What to do: Would you please return all of the entries below exactly as shown?

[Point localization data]

§ §

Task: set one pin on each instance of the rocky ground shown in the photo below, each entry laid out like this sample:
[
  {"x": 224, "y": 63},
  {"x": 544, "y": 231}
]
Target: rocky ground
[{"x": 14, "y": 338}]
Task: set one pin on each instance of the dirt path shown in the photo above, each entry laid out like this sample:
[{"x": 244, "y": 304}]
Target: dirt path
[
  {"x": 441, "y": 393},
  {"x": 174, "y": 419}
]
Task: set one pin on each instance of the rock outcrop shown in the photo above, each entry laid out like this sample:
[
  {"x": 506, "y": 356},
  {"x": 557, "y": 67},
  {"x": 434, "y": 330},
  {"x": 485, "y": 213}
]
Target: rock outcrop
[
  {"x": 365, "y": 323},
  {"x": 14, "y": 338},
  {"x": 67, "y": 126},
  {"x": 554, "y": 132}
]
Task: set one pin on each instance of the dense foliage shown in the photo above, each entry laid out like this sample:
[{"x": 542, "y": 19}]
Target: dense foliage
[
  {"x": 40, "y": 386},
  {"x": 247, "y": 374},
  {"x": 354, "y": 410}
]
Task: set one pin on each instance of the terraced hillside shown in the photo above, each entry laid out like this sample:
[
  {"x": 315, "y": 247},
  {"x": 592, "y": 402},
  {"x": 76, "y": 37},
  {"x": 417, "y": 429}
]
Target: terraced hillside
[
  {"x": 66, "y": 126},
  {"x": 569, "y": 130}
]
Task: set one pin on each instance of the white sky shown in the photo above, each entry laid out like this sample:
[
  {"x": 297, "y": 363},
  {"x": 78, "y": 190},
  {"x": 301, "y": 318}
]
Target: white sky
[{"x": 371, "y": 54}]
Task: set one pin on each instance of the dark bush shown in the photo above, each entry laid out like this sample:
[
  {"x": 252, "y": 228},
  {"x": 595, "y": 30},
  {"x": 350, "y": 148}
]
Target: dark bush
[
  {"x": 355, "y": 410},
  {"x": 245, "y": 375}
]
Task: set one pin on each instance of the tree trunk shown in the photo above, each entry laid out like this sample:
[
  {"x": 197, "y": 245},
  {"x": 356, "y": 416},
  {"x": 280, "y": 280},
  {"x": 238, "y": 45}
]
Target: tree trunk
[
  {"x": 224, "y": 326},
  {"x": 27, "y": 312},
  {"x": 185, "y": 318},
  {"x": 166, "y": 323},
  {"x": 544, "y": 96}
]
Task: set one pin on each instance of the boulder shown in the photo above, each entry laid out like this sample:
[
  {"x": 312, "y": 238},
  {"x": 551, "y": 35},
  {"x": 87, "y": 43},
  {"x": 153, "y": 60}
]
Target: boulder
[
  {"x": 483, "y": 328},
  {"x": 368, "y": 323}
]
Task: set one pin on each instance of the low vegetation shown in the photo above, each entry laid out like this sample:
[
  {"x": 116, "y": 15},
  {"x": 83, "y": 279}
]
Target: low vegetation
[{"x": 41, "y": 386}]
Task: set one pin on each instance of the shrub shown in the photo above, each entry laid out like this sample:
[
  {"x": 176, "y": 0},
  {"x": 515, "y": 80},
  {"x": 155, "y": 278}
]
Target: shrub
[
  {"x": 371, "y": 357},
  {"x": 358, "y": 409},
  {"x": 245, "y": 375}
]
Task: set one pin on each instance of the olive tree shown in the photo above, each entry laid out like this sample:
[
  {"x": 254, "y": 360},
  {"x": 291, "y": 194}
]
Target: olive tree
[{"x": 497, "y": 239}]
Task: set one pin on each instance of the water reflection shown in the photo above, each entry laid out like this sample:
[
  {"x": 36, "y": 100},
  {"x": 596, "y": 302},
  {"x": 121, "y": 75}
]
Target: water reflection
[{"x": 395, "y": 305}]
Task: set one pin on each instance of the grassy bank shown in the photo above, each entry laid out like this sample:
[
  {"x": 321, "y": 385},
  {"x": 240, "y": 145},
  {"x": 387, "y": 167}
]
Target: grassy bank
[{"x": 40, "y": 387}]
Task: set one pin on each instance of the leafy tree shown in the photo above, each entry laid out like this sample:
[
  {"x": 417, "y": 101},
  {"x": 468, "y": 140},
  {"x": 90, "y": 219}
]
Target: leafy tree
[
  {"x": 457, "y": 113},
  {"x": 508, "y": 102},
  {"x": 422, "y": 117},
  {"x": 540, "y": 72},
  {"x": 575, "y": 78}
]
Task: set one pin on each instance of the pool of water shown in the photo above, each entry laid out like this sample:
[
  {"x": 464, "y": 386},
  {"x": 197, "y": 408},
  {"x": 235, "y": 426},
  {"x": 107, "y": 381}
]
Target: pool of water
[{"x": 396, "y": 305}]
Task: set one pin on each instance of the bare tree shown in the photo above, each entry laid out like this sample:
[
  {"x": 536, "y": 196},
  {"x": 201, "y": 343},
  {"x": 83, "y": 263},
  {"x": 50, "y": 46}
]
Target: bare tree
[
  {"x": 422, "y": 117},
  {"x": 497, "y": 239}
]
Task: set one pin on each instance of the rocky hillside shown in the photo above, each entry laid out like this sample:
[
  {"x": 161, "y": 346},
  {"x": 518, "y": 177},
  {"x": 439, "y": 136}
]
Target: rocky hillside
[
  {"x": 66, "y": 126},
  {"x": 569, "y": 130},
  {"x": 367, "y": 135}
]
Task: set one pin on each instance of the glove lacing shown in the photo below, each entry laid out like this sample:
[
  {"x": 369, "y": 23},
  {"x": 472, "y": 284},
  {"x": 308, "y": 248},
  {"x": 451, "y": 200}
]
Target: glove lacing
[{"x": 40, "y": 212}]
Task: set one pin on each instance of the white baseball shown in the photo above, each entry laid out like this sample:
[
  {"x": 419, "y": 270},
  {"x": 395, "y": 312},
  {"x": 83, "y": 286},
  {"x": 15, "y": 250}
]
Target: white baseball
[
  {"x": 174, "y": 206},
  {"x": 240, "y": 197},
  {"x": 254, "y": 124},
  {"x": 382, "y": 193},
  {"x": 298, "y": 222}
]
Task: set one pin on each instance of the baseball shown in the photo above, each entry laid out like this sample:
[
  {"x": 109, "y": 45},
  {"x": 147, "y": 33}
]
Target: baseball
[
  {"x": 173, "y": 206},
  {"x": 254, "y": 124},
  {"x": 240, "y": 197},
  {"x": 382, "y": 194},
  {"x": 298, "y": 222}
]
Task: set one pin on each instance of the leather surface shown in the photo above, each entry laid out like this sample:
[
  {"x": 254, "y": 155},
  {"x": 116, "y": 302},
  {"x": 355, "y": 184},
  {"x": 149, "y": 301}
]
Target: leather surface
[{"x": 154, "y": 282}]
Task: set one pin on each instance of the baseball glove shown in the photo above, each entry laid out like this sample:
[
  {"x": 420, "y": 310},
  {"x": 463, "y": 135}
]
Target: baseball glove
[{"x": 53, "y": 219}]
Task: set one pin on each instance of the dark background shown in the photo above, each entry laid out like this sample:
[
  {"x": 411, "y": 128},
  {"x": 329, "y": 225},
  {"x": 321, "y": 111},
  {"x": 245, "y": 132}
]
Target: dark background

§ §

Written response:
Task: set one pin on each instance of the rocky ground shown in the photo below, each entry laid out like this sample:
[
  {"x": 224, "y": 63},
  {"x": 544, "y": 231}
]
Target: rocky ground
[{"x": 14, "y": 338}]
Task: set one pin on each instance of the dirt path shown in the photo above, each entry laid out like this sample:
[{"x": 244, "y": 304}]
Target: dirt path
[
  {"x": 441, "y": 393},
  {"x": 174, "y": 419}
]
Task: set one pin on each instance of the rock outcrop shown in the photo above, each entry laid out like this sample:
[
  {"x": 506, "y": 356},
  {"x": 557, "y": 67},
  {"x": 434, "y": 330},
  {"x": 485, "y": 213}
]
Target: rock outcrop
[
  {"x": 365, "y": 323},
  {"x": 14, "y": 338},
  {"x": 67, "y": 126},
  {"x": 554, "y": 132}
]
Task: set one pin on each instance of the dense foliage shown in the photo above, each entry laid out like this sample:
[{"x": 542, "y": 19}]
Target: dense foliage
[
  {"x": 40, "y": 386},
  {"x": 247, "y": 374},
  {"x": 354, "y": 410}
]
Task: set one pin on each instance of the terraced hillside shown in the photo above, each entry laid out like this sample:
[
  {"x": 315, "y": 247},
  {"x": 592, "y": 402},
  {"x": 76, "y": 37},
  {"x": 417, "y": 429}
]
Target: terraced hillside
[
  {"x": 66, "y": 126},
  {"x": 569, "y": 130}
]
Task: set one pin on each instance of the white sky shown in the photo above, each entry laid out like this sample:
[
  {"x": 297, "y": 363},
  {"x": 78, "y": 190},
  {"x": 301, "y": 318}
]
Target: white sky
[{"x": 371, "y": 54}]
Task: set one pin on each instance of the dark bush shown in the photo above, each entry laid out like this sample:
[
  {"x": 252, "y": 228},
  {"x": 595, "y": 30},
  {"x": 350, "y": 148}
]
Target: dark bush
[
  {"x": 355, "y": 410},
  {"x": 245, "y": 375}
]
Task: set one pin on each instance of the tree trunk shown in the photo above, each entry laid out like this sample:
[
  {"x": 197, "y": 245},
  {"x": 356, "y": 416},
  {"x": 280, "y": 280},
  {"x": 238, "y": 45}
]
Target: tree trunk
[
  {"x": 224, "y": 326},
  {"x": 27, "y": 312},
  {"x": 185, "y": 318},
  {"x": 166, "y": 323},
  {"x": 544, "y": 96}
]
Task: set one pin on each instance of the boulder shown in the photo above, each entry laid out like this sample:
[
  {"x": 312, "y": 238},
  {"x": 551, "y": 35},
  {"x": 87, "y": 43},
  {"x": 153, "y": 60}
]
Target: boulder
[
  {"x": 483, "y": 328},
  {"x": 368, "y": 323}
]
Task: set one pin on each instance of the low vegetation shown in the photo above, each entry laid out like this sample:
[
  {"x": 116, "y": 15},
  {"x": 83, "y": 279}
]
Target: low vegetation
[{"x": 41, "y": 386}]
Task: set one pin on each instance of the shrub shown in the photo above, each entry laid out like this sample:
[
  {"x": 176, "y": 0},
  {"x": 515, "y": 80},
  {"x": 155, "y": 278}
]
Target: shrub
[
  {"x": 371, "y": 357},
  {"x": 358, "y": 409},
  {"x": 245, "y": 375}
]
Task: set one pin on each instance of the olive tree shown in the photo above, each entry laid out like this sample:
[
  {"x": 254, "y": 360},
  {"x": 291, "y": 194}
]
Target: olive tree
[{"x": 497, "y": 239}]
Task: set one pin on each instance of the water reflection shown in the photo above, each entry laid out like this sample:
[
  {"x": 36, "y": 100},
  {"x": 596, "y": 302},
  {"x": 121, "y": 75}
]
Target: water reflection
[{"x": 395, "y": 305}]
Task: set one pin on each instance of the grassy bank shown in the photo above, each entry laid out like this sample:
[
  {"x": 321, "y": 385},
  {"x": 240, "y": 145},
  {"x": 387, "y": 167}
]
Target: grassy bank
[{"x": 40, "y": 387}]
Task: set one pin on each instance of the leafy tree shown in the photo above, each entry laid out like this sample:
[
  {"x": 417, "y": 101},
  {"x": 468, "y": 140},
  {"x": 90, "y": 219}
]
Target: leafy tree
[
  {"x": 457, "y": 113},
  {"x": 508, "y": 102},
  {"x": 422, "y": 117},
  {"x": 540, "y": 72},
  {"x": 575, "y": 78}
]
Task: set one pin on each instance of the pool of water shown in the photo above, each entry laid out like this sample:
[
  {"x": 464, "y": 386},
  {"x": 197, "y": 408},
  {"x": 235, "y": 426},
  {"x": 107, "y": 381}
]
Target: pool of water
[{"x": 396, "y": 305}]
Task: set one pin on each instance of the bare tree shown in the photo above, each entry laid out like this sample:
[
  {"x": 536, "y": 196},
  {"x": 201, "y": 343},
  {"x": 83, "y": 263},
  {"x": 50, "y": 46}
]
Target: bare tree
[
  {"x": 422, "y": 117},
  {"x": 497, "y": 239}
]
Task: set one pin on each instance of the rocky hillside shown in the photo above, each entry laid out like this sample:
[
  {"x": 161, "y": 346},
  {"x": 518, "y": 177},
  {"x": 439, "y": 136}
]
Target: rocky hillside
[
  {"x": 66, "y": 126},
  {"x": 569, "y": 130},
  {"x": 367, "y": 135}
]
Task: set one pin on each instance of the glove lacing shown in the photo below, each entry laid out like this sample:
[
  {"x": 369, "y": 23},
  {"x": 472, "y": 284},
  {"x": 308, "y": 248},
  {"x": 451, "y": 200}
]
Target: glove lacing
[{"x": 40, "y": 212}]
Task: set one pin on each instance of the white baseball shown in the photo above, each entry laid out like this sample:
[
  {"x": 419, "y": 270},
  {"x": 395, "y": 312},
  {"x": 83, "y": 286},
  {"x": 15, "y": 250}
]
Target: white baseball
[
  {"x": 174, "y": 206},
  {"x": 240, "y": 197},
  {"x": 254, "y": 124},
  {"x": 382, "y": 193},
  {"x": 298, "y": 222}
]
Task: set one pin on each instance of the baseball shown in the photo above, each entry laid out like this sample:
[
  {"x": 109, "y": 45},
  {"x": 147, "y": 33}
]
Target: baseball
[
  {"x": 173, "y": 206},
  {"x": 254, "y": 124},
  {"x": 240, "y": 197},
  {"x": 382, "y": 194},
  {"x": 298, "y": 222}
]
Task: set one pin on each instance of the leather surface shown in the photo above, each entry laid out like this sample:
[
  {"x": 254, "y": 155},
  {"x": 116, "y": 302},
  {"x": 355, "y": 184},
  {"x": 149, "y": 301}
]
Target: leather surface
[{"x": 154, "y": 282}]
Task: set one pin on each instance of the baseball glove shown in the photo above, each entry laid out like this sample:
[
  {"x": 420, "y": 310},
  {"x": 463, "y": 135}
]
Target: baseball glove
[{"x": 53, "y": 219}]
Task: set one pin on each instance of the dark background shown in the photo above, each entry laid out like this sample:
[
  {"x": 411, "y": 128},
  {"x": 329, "y": 225},
  {"x": 321, "y": 111},
  {"x": 245, "y": 132}
]
Target: dark background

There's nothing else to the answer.